WHAT NEEDS TO BE DONE:
In your copy, the records appear word for word and the pictures do not appear at all.

DATA PROVIDED:
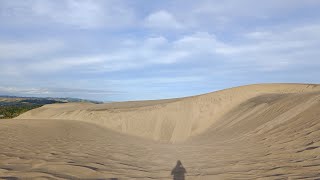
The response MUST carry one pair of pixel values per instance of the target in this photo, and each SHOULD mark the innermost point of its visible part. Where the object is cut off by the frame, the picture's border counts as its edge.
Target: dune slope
(269, 131)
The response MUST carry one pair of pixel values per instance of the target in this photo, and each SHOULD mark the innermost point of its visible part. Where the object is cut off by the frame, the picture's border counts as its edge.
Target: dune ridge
(269, 131)
(165, 120)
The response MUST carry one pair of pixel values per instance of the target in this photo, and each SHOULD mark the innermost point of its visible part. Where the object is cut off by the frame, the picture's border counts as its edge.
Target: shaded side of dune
(166, 120)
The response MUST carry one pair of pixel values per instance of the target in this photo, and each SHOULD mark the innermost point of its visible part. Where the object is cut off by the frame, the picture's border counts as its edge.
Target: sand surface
(269, 131)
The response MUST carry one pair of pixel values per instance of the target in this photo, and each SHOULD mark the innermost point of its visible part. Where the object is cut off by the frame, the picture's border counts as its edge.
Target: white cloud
(162, 20)
(85, 14)
(53, 91)
(28, 49)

PROBLEM SOLUTION:
The response MUST carry one pair of pixel values per instance of the target in this photo, and each SHOULD mark the innermost point of its visible part. Where the object is cut off by the frame, the picture's border counts as its edge.
Target: dune slope
(269, 131)
The response MUST carry one pair of pixel values per instance of the target in this photo, and each SHOULD mark the innermost point of its visible part. Where the object is cut off by the frame, the picture's border counts as its edge.
Target: dune ridge
(269, 131)
(165, 120)
The response MUST carry one pair of pixel values per instance of the target in this photo, and each SHOULD mark the innermost point of its visible part. Where the object is cut off by the frame, the picture's border counts as its edge.
Target: shaded side of dune
(166, 120)
The response MUST carry one pair of pixel values per instance of the target in this photo, and each SHOULD mark the innermost point of its visible part. Where the object is cut off by the frame, the picture's border counts as its edge.
Target: sand surface
(269, 131)
The response MUST carry one pair of pixel values per instance of the target in this photo, and each SHOULD mark the innermost point of its visible part. Where the object is cut off by the frame, the picture's border counts as its edge.
Target: white cloud
(162, 20)
(85, 14)
(53, 91)
(28, 49)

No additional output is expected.